Only the lines that include "plant" should be copied from the data below.

DATA FOR ANALYSIS section start

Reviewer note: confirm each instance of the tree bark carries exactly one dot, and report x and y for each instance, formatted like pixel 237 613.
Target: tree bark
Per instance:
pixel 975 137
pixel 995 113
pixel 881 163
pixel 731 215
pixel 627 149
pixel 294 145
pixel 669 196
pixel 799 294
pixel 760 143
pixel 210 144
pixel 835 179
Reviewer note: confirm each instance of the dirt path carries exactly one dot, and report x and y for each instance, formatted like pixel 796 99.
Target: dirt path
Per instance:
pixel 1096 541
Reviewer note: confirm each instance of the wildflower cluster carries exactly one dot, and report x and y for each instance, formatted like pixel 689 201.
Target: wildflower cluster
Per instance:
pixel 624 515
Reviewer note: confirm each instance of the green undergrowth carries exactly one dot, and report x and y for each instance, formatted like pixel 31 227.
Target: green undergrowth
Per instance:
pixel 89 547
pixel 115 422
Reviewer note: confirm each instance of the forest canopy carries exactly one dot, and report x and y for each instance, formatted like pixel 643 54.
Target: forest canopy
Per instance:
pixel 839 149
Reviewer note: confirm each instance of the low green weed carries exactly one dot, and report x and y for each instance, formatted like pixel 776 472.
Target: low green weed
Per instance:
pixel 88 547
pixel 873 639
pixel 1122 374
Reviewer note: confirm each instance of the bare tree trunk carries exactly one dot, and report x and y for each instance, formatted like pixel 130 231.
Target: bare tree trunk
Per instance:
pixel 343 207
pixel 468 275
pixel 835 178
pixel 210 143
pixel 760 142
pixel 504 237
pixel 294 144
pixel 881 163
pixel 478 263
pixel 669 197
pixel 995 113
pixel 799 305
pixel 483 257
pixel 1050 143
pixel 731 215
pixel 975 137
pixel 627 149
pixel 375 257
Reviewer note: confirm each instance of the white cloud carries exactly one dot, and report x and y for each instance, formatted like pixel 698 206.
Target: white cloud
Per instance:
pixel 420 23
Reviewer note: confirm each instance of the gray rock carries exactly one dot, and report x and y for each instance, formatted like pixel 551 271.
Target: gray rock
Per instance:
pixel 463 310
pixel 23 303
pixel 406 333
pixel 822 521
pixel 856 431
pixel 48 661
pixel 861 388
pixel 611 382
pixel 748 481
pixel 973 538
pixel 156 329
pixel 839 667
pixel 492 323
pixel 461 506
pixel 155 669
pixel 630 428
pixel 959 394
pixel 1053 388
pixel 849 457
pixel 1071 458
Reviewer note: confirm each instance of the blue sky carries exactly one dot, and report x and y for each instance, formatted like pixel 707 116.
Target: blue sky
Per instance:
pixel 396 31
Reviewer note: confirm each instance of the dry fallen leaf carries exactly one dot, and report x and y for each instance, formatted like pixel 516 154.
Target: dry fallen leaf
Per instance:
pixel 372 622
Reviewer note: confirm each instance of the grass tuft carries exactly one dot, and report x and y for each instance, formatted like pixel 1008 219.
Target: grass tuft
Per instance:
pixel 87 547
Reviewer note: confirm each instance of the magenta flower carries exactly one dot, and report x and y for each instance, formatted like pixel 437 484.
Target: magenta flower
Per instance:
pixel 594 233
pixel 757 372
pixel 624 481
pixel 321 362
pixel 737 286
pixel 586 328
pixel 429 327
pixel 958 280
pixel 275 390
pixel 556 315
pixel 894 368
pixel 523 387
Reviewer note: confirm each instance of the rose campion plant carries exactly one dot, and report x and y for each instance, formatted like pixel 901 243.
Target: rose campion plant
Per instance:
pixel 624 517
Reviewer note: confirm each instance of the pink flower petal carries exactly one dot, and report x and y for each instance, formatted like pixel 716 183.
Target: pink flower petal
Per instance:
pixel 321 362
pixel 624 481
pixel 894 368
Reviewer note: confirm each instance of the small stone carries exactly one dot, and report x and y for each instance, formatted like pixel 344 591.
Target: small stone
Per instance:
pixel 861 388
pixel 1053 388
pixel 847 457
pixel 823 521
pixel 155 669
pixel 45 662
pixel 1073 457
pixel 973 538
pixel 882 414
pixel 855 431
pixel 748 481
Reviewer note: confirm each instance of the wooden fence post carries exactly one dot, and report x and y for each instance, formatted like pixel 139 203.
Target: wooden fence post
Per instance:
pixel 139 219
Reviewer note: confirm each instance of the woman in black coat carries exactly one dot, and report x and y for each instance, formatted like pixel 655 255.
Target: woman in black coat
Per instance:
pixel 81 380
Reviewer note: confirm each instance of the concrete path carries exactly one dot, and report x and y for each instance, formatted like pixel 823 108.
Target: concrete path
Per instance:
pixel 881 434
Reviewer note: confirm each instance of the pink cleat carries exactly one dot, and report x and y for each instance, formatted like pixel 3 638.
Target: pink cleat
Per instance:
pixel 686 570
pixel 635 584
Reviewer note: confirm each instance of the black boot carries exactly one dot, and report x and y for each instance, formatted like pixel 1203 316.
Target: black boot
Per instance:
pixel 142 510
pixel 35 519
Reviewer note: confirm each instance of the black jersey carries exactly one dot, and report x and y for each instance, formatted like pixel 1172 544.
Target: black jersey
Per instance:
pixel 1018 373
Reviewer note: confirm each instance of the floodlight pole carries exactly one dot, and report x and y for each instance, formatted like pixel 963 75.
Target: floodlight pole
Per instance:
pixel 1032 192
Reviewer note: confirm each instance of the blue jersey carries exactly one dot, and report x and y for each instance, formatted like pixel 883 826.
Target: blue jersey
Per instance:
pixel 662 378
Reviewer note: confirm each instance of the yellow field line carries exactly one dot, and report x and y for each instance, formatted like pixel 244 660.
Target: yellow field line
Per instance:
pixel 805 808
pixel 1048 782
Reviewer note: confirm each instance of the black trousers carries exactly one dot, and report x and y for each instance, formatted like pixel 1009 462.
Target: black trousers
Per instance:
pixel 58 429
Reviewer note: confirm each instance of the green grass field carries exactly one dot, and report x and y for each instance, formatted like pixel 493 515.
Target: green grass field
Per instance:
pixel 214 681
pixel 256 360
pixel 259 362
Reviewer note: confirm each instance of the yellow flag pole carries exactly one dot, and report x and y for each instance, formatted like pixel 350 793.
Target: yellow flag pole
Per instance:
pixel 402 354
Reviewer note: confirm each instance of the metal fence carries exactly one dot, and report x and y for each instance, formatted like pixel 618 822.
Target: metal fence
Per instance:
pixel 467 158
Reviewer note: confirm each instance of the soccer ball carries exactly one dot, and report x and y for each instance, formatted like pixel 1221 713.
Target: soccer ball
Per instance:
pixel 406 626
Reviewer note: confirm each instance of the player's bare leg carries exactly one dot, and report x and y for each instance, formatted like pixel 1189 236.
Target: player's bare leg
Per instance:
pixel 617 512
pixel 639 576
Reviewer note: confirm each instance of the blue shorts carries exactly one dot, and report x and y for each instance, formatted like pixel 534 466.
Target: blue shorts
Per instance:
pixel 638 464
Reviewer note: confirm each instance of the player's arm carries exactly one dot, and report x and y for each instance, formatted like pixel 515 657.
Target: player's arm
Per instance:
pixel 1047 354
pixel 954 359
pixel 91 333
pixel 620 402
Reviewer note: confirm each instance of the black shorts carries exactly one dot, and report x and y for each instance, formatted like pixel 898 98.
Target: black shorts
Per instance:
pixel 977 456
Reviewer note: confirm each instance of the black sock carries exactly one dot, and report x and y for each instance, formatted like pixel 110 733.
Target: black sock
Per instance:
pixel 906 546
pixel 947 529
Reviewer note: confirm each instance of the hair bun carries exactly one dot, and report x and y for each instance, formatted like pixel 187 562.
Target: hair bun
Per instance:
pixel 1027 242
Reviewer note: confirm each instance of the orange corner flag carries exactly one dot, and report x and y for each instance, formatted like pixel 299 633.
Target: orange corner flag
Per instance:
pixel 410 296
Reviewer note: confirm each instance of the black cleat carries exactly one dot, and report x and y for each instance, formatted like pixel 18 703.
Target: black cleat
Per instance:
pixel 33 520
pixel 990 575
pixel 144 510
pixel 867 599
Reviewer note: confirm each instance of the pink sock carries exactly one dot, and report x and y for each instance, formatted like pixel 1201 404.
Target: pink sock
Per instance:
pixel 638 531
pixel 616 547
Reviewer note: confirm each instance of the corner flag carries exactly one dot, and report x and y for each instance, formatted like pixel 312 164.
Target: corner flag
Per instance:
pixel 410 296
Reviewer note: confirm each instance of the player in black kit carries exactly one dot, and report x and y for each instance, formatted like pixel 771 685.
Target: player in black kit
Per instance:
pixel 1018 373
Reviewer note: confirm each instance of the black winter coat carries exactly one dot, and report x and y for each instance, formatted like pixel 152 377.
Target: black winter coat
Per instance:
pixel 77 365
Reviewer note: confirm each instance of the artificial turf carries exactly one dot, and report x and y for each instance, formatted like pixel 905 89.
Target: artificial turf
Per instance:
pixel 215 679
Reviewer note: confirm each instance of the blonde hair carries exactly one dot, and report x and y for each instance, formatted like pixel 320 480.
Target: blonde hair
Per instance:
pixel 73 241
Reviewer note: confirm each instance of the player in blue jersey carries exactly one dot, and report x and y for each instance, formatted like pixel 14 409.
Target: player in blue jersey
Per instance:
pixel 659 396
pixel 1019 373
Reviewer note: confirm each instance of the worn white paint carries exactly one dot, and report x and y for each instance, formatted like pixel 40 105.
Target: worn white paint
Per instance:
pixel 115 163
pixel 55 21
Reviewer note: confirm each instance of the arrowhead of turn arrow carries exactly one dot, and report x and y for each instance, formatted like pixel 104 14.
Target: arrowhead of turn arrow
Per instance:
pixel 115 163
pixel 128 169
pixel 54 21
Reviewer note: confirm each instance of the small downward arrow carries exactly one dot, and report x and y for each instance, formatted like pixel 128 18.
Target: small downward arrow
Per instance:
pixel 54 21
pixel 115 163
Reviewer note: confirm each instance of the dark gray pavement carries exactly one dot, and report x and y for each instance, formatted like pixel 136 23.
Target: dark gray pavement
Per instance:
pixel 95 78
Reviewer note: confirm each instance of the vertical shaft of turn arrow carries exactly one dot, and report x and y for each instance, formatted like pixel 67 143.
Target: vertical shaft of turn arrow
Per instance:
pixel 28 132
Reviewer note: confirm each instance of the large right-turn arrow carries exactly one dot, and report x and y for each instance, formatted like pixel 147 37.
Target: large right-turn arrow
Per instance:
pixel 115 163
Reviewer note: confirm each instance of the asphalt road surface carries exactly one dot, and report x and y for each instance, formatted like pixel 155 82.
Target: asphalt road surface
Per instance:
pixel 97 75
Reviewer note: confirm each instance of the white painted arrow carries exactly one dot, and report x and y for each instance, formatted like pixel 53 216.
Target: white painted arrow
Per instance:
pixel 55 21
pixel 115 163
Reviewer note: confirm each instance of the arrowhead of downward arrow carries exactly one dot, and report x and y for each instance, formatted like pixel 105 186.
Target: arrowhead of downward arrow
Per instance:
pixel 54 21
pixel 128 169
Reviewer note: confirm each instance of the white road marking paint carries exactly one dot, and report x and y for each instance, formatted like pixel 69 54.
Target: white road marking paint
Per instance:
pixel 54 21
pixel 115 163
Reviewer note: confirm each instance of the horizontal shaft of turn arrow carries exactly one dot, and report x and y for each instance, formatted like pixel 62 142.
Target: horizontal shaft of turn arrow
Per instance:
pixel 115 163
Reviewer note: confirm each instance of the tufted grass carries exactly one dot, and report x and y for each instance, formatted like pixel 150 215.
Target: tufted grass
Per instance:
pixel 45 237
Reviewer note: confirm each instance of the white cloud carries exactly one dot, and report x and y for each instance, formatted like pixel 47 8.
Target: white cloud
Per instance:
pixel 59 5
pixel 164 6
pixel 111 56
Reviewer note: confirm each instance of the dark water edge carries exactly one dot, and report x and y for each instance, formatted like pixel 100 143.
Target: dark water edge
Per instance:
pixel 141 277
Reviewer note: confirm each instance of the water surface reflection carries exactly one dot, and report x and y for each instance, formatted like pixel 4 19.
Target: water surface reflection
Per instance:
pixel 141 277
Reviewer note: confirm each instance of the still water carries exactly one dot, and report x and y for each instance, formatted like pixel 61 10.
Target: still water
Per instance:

DATA FOR ANALYSIS section end

→ **RESPONSE AREA**:
Reviewer note: confirm each instance of the rose campion plant carries exactly one dot, and report x and y for each instance, formatted like pixel 901 243.
Target: rose campion plant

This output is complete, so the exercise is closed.